▶ **WHAT THE EXERCISE ASKS**: Images embedded in the records are excluded; print everything else exactly as given.

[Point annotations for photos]
──────

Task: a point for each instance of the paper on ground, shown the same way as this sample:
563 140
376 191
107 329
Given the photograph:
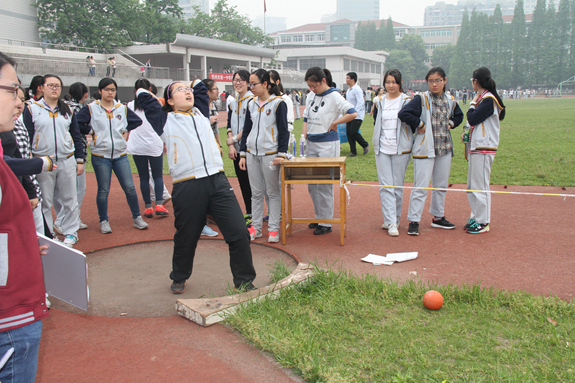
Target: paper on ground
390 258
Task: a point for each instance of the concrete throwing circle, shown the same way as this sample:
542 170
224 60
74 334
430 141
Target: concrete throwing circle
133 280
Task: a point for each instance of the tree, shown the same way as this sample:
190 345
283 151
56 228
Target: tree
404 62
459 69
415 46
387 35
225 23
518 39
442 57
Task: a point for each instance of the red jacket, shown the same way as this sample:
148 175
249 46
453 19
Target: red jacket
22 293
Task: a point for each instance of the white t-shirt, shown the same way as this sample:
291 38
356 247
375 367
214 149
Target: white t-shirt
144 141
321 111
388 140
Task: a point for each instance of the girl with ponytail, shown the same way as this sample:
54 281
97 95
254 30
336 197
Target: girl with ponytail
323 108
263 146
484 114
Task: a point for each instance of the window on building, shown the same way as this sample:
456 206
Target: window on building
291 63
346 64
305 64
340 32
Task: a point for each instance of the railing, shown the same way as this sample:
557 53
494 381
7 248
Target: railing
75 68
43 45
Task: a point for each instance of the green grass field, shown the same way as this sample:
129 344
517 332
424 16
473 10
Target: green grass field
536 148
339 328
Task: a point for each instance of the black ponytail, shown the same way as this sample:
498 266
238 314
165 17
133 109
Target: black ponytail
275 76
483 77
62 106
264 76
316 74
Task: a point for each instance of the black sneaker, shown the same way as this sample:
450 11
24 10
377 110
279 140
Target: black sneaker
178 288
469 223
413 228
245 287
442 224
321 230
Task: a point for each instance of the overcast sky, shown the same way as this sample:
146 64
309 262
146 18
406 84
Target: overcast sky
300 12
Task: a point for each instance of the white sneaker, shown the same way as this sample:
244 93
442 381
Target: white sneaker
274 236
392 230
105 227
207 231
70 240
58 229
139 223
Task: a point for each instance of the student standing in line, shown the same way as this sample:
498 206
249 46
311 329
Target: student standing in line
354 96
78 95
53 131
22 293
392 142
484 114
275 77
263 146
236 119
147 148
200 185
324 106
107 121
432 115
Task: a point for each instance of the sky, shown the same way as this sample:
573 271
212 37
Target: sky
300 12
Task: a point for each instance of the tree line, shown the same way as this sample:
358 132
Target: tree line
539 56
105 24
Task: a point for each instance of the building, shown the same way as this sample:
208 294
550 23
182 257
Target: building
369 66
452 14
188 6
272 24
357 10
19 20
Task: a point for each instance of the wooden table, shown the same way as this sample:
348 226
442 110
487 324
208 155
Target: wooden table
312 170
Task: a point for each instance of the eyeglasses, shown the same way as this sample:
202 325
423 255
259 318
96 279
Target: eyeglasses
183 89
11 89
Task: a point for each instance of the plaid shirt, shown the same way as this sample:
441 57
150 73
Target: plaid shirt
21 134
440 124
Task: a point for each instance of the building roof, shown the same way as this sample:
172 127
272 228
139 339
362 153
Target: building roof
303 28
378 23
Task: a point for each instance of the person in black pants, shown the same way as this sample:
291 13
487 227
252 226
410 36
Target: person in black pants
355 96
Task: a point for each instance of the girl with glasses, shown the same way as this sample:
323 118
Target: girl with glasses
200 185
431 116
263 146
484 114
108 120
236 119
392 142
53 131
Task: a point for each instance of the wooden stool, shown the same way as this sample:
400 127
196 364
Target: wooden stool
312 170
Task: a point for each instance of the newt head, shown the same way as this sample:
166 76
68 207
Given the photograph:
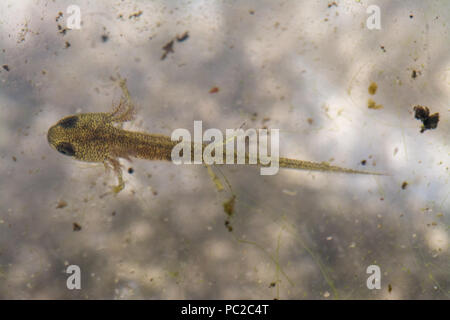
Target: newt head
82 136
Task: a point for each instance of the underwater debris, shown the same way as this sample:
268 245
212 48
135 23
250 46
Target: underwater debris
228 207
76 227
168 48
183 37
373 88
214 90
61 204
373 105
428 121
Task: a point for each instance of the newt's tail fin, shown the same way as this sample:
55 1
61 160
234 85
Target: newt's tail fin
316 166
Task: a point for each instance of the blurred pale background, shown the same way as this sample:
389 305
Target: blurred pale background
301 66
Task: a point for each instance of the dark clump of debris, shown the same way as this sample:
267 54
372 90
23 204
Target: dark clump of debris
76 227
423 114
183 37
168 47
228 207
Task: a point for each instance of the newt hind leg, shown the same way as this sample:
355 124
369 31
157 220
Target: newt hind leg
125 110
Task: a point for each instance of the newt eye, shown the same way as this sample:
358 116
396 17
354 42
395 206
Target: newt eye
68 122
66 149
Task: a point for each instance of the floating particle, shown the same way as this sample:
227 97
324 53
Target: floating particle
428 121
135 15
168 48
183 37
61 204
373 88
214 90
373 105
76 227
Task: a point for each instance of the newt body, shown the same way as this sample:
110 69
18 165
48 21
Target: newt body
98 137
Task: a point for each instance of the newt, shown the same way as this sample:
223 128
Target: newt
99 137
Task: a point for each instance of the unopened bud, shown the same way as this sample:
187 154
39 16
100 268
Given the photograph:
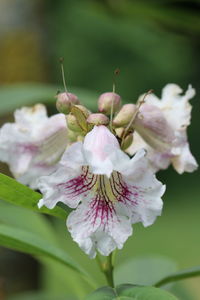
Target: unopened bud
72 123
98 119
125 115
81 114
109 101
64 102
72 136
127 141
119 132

──────

▶ **REPLY TO THE EXERCISE**:
Task: a point for each instance of the paper on ground, shown the same way as this sample:
563 140
376 191
107 329
Given the photograph:
Target: paper on ground
390 258
Task: a point for each instance of the concrete throwing circle, shown the same way as this sample:
542 170
224 60
74 334
430 141
Target: concrete throwing circle
133 280
Task: a point for each instance of the tree, shown the same way as this sample:
190 345
283 151
56 228
Target: tree
404 62
459 69
415 46
387 35
225 23
518 39
442 57
Task: a point for each instance of the red jacket, shown the same way as this sample:
148 175
249 46
453 19
Target: red jacket
22 293
Task: a point for each instance of the white t-shirt, shown the same way as this sample:
291 38
356 247
375 367
214 149
Target: white t-shirt
144 141
321 111
388 140
Task: a point for each instance of the girl with ponytail, shown the same way as this sample:
54 281
97 95
254 30
336 197
Target: girl with ponytail
323 108
263 146
484 114
Task: a point for each instance of the window on building, shown the same way as this sample:
456 206
Target: window on building
291 63
346 64
305 64
340 32
Task: a point for each instance of the railing, shown the same way as this sample:
557 53
494 381
7 248
Target: railing
75 68
43 45
Task: a point for each instance of the green grass field, shown the same way as this sample:
129 344
517 332
424 16
473 10
Target: green grass field
536 148
339 328
Task: a point for each instance of the black ponytail, shown the same way as this sample:
498 266
238 314
165 17
133 109
Target: black ponytail
275 76
483 77
62 106
264 76
316 74
Task: a point for each instance of the black sneaker, shown the same way as this sample:
450 11
24 10
377 110
279 140
Target: black sneaker
178 288
469 223
413 228
245 287
442 224
321 230
Task: a point for each instance of the overcast sky, shown the same way as this sample:
146 64
309 262
146 18
406 84
Target: overcast sky
300 12
Task: a point for each instance of the white sneaker, shown the same way as this sample:
244 93
442 381
Target: white sneaker
274 236
392 230
105 227
207 231
70 240
58 229
139 223
Task: a point for each instance of the student standing in line, shown the same way as this sample:
498 206
249 46
311 329
Target: student standing in line
354 96
78 95
53 131
22 293
392 142
484 114
275 77
263 146
236 119
147 148
200 185
324 106
107 121
432 115
Task: a point for each instance of the sky, shown the same way as this sample:
573 271
212 37
Target: sky
300 12
Task: a point for each instance of the tree line, shown the same way as this sample:
358 132
Target: tree line
539 56
105 24
Task: a point for each instance of the building, shown the same way as this sample:
208 294
550 23
182 257
Target: building
369 66
452 14
188 6
272 24
357 10
19 20
Task: a point for each instance of the wooden table, shown the same way as this sample:
348 226
442 110
487 324
208 155
Target: wooden table
312 170
Task: a point for each instance of the eyeglasses, shown the same way as this sample:
202 325
423 255
259 318
96 279
Target: eyeglasses
183 89
11 89
Task: a point for each instance of the plaid shirt, shown the same way as this sample:
441 57
150 73
Target: plaid shirt
21 134
440 124
Task: a point for each instance of the building roof, shown the same way as this sample:
172 127
272 228
139 339
362 153
Target: building roof
303 28
378 23
Task: a point for each instance of the person in black pants, shown the same way as this sample:
291 13
487 227
252 226
410 36
Target: person in black pants
355 96
Task: a point for each instance of the girl with glasses, shown the same way as this sample:
323 118
Target: girl with glasses
200 185
431 116
263 146
484 114
108 120
236 119
392 142
53 131
Task: a point for each instance of the wooden stool, shown the same way as this sample:
400 127
196 364
Target: wooden stool
312 170
Task: a point for each instance of the newt head, shown the same way as this sample:
166 76
68 207
Given the photograph:
Target: newt head
82 136
Task: a point for each instance of the underwater debris, shown the same way as this sample:
268 245
212 48
135 23
250 46
Target: underwater debris
228 207
76 227
168 48
183 37
373 88
214 90
61 204
373 105
428 121
Task: a point for each instance of the newt's tail fin, shown the same way as this sample:
55 1
61 160
234 85
Target: newt's tail fin
316 166
Task: a point for each instance of the blurred pale background, shown the same way as this sample:
389 305
Target: blurred pale background
301 66
Task: a point for each instance of the dark clump of debris, shown the same way as this sample:
267 54
372 90
23 204
Target: dark clump of debris
76 227
423 114
183 37
168 47
228 207
Task: a point for each instance of the newt hind leg, shown the same way as this sample:
355 124
369 31
157 220
Target: newt hind leg
125 110
Task: a point for each instance of the newt eye, shown the same way as this sample:
358 116
396 17
354 42
395 206
Target: newt eye
68 122
66 149
Task: a point for each instance of the floating particle, shown the same way as this sample:
227 97
324 53
Target: floating particle
428 121
135 15
168 48
183 37
61 204
373 88
214 90
373 105
76 227
Task: a point for each instance of the newt body, shown the same way as this sample:
110 69
18 165
48 21
Target: newt body
98 137
Task: a point for each instance of the newt, shown the same way as this sample:
223 128
Target: newt
99 137
Task: a point for each instance of the unopened bud, shown the same way as this sample:
187 154
39 16
100 268
Given the photograph:
Target: unopened bud
72 123
98 119
125 115
81 114
109 101
64 102
72 136
127 141
119 132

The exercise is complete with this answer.